» BREVE ESERCIZIO A
Nel testo sugli scioperi nell'Europa occupata, quanti lavoratori prendono parte allo sciopero generale scoppiato in Olanda nel febbraio 1941?
» BREVE ESERCIZIO B
Porta avanti il testo sugli scioperi operai nell'Europa occupata, riprendendo dopo la frase sulla Grecia del 1942.

In queste condizioni, la classe operaia cercò di reagire allo sfruttamento intensivo e al massacro impiegando gli strumenti specifici della lotta di classe: la coalizione e lo sciopero.
Significativo a questo riguardo, per natura ed estensione, è lo sciopero generale scoppiato in Olanda nel febbraio 1941, quando la macchina da guerra del Terzo Reich si trova al suo apogeo e massima è la sua forza. Lo sciopero coinvolge circa 300.000 lavoratori e vede la coraggiosa presa di posizione della classe operaia olandese in difesa della sua componente ebraica perseguitata.
Nel maggio 1941 è la volta del Belgio, dove uno sciopero di circa 70.000 minatori riesce a ottenere dai nazisti un aumento dell’8% dei salari. Nel settembre dell’anno successivo le autorità tedesche arresteranno 400 lavoratori sospettati di organizzare un nuovo sciopero. Altri importanti scioperi si verificheranno comunque nel novembre 1942 e nel febbraio 1943.
Tra l’aprile e il dicembre del 1942 nella Grecia occupata scoppiano diversi scioperi e manifestazioni che coinvolgono migliaia di operai e impiegati pubblici per aumentare le soglie del razionamento.

» VOCI FORNITE
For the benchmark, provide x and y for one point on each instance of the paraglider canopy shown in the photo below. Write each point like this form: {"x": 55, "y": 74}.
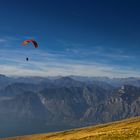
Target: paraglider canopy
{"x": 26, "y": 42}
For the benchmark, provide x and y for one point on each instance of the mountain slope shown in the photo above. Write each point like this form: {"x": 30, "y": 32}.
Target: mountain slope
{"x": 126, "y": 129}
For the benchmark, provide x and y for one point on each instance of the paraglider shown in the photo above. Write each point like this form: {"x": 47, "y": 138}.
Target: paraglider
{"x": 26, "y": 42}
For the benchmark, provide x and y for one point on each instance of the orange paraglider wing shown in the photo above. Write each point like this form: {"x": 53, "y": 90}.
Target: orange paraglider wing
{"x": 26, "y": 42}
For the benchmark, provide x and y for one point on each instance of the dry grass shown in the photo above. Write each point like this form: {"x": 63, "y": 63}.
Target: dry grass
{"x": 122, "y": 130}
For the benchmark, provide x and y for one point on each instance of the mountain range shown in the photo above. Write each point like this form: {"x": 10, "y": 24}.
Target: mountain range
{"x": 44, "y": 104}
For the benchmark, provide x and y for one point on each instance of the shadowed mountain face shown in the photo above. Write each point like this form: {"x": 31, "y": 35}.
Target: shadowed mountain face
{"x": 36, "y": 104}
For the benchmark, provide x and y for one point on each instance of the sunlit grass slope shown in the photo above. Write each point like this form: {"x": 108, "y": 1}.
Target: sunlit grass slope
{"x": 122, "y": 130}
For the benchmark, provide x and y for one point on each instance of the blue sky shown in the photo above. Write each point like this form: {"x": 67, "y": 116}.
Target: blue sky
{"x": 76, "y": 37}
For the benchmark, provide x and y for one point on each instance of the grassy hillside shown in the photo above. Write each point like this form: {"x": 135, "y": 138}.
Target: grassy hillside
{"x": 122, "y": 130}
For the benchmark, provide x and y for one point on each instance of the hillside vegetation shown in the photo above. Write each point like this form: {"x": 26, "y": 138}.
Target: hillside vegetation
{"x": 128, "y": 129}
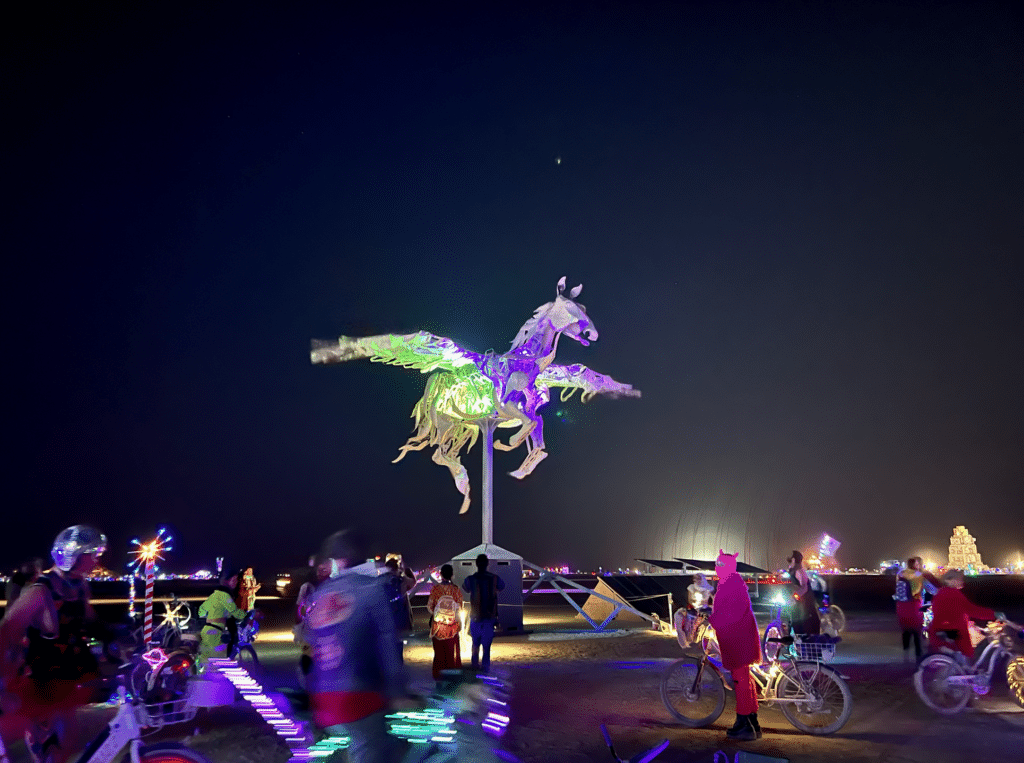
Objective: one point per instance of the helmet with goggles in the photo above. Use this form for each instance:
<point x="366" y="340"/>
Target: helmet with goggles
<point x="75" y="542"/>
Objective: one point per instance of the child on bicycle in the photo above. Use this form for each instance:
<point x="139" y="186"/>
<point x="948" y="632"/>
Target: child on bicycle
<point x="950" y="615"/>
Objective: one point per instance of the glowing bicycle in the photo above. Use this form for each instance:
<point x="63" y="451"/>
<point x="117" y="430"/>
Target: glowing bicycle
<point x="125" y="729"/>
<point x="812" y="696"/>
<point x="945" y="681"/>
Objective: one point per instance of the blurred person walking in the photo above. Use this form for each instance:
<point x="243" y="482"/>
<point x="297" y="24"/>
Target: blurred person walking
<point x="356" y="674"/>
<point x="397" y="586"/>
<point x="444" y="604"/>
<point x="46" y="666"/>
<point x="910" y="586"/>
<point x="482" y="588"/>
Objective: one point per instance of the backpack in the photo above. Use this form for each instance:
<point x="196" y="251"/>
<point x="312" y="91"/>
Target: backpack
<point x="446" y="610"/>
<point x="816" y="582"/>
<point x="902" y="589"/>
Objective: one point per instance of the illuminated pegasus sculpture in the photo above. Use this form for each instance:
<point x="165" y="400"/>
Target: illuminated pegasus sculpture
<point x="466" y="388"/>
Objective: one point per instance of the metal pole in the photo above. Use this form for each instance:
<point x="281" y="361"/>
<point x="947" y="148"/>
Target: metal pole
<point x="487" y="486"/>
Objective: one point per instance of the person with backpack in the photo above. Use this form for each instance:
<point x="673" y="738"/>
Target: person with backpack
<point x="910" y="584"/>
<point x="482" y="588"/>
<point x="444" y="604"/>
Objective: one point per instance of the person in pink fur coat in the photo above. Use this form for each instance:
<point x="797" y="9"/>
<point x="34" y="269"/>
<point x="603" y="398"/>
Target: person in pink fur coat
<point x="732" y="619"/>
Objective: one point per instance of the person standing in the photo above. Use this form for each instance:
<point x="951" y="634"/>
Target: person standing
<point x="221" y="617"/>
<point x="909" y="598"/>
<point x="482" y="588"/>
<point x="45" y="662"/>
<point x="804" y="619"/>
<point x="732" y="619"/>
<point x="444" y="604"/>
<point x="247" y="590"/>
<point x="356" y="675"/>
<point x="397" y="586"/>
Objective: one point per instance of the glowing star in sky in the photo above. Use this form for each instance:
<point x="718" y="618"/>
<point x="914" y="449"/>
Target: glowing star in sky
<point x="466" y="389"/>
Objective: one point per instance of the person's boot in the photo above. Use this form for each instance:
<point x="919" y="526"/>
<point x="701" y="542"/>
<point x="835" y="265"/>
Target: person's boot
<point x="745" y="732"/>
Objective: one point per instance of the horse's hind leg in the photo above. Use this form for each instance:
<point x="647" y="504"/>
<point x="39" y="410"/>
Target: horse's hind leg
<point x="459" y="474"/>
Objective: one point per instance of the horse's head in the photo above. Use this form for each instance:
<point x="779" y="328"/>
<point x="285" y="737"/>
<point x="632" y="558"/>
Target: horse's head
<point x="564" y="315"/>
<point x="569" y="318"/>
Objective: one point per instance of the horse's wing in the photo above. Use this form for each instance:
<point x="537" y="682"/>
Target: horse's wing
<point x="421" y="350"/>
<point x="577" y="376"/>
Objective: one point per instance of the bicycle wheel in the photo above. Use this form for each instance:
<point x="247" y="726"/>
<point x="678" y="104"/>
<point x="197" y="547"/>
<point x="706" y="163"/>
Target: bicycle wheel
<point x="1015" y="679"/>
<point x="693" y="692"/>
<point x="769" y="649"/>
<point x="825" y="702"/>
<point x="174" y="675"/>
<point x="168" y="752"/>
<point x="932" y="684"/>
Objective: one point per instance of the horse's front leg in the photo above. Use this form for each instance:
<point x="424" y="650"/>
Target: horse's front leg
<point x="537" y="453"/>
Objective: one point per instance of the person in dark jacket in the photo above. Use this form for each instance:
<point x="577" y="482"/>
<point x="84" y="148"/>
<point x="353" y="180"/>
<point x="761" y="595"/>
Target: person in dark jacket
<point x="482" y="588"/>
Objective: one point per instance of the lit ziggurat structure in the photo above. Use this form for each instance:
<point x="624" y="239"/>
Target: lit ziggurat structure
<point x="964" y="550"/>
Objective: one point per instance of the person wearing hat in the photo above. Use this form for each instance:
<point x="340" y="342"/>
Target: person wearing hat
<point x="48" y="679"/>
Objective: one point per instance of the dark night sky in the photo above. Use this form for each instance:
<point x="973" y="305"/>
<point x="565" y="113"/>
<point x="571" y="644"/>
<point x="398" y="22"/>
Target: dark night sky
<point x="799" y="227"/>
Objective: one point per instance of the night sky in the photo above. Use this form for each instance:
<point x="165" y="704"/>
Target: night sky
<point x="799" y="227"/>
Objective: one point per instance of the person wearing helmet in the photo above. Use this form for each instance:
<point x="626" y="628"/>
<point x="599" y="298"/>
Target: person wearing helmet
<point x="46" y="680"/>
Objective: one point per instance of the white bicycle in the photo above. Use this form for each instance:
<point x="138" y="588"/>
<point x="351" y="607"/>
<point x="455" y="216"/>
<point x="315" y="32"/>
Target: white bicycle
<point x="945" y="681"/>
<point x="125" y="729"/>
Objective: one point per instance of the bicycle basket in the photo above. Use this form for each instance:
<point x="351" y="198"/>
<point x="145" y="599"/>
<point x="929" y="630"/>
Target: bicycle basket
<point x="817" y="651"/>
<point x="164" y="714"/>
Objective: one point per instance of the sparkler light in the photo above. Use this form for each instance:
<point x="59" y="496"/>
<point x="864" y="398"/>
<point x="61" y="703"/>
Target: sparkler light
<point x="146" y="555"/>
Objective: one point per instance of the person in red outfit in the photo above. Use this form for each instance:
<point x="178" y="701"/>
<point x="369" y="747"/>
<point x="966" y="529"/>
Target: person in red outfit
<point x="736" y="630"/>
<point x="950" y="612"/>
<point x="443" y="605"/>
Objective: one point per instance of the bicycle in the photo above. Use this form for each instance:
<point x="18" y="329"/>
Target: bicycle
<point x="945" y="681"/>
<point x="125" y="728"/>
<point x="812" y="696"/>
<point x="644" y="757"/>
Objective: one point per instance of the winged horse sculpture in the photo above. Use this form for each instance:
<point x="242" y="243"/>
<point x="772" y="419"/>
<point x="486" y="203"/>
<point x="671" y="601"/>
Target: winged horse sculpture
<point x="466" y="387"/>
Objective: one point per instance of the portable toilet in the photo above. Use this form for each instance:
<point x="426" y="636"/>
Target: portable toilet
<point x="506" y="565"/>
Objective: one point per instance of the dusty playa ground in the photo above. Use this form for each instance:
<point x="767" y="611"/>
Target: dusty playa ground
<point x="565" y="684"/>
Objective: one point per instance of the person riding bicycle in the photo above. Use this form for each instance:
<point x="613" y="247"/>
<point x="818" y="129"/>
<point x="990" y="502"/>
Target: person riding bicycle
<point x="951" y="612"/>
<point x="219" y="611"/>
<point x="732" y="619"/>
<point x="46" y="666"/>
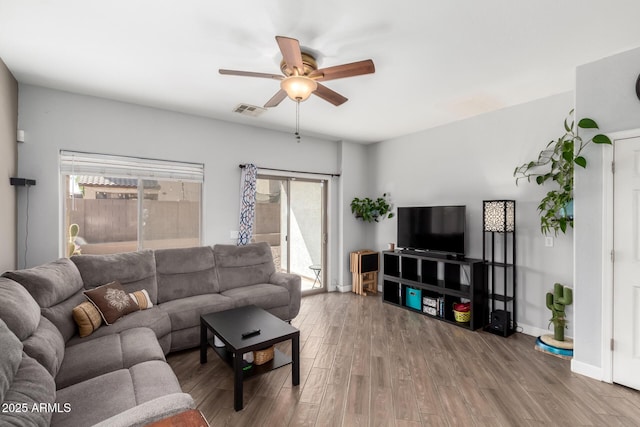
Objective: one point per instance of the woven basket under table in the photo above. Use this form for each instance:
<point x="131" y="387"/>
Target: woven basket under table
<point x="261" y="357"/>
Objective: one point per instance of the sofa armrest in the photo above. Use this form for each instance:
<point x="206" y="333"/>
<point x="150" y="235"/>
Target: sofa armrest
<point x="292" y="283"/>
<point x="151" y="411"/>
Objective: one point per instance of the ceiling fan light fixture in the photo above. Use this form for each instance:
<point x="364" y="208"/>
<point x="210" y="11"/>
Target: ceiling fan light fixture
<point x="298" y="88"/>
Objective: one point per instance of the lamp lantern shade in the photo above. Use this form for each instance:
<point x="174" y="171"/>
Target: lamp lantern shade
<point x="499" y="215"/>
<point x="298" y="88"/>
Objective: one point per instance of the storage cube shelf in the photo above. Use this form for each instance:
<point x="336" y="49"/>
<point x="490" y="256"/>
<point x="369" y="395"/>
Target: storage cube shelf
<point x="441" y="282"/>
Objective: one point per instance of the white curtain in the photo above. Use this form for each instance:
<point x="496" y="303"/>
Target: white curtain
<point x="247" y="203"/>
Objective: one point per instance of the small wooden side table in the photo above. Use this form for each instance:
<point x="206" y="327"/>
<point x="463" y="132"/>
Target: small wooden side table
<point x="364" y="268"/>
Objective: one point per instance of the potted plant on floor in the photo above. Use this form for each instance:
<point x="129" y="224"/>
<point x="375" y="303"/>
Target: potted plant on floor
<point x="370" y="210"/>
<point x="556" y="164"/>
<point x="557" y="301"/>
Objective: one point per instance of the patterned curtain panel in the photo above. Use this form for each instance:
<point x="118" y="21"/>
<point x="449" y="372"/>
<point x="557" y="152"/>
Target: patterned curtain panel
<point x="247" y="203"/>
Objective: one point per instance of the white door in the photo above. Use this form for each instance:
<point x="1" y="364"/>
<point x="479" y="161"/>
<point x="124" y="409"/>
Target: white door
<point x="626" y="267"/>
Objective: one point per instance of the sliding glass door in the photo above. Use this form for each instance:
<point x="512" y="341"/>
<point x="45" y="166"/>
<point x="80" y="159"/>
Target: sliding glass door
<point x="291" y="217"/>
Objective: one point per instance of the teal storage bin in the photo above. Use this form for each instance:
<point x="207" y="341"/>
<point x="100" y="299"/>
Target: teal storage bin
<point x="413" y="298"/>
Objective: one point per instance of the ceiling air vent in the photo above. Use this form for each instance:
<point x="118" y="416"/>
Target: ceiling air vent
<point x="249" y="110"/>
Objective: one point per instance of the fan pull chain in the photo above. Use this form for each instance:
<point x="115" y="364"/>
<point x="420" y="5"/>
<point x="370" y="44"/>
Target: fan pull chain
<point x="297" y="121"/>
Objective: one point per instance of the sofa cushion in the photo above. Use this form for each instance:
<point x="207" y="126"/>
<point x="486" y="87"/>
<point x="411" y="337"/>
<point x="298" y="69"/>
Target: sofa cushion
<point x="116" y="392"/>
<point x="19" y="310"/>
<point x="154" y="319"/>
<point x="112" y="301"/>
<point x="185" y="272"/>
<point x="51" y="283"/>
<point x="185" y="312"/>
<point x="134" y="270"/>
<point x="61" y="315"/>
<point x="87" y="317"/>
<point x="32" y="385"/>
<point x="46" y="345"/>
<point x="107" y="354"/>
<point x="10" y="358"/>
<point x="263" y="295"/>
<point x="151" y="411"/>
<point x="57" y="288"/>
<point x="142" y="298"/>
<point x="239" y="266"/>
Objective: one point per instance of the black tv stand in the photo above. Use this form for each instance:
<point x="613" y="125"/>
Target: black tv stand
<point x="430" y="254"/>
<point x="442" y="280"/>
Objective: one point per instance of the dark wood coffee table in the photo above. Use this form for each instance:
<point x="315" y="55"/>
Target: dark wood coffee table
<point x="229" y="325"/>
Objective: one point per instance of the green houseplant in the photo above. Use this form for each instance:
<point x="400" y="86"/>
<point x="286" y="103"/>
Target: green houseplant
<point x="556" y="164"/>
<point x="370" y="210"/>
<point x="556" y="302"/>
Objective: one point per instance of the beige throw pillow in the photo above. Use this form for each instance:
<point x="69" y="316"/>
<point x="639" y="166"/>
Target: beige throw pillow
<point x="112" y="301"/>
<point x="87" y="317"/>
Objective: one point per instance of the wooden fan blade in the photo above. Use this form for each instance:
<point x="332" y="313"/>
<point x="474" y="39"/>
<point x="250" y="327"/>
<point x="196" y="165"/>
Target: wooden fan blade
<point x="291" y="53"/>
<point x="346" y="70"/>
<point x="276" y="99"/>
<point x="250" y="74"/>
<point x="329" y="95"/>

» RISULTATO DELL'ESERCIZIO A
Circa 300.000 lavoratori.

» RISULTATO DELL'ESERCIZIO B
Nel marzo 1943 gli scioperi del nord Italia, contro il caroviveri, per la cessazione della guerra e la fine della repressione antioperaia, scuotono profondamente il regime di Mussolini e ne accelerano la caduta.
Nel maggio-giugno dello stesso anno, in Francia, nel dipartimento del Pas-de-Calais, si verifica uno sciopero di 17.000 minatori (circa l’80% dei minatori della regione) contro la mancanza di cibo e per salari decenti.
Molti altri furono gli episodi di questo tipo nel corso della guerra[1].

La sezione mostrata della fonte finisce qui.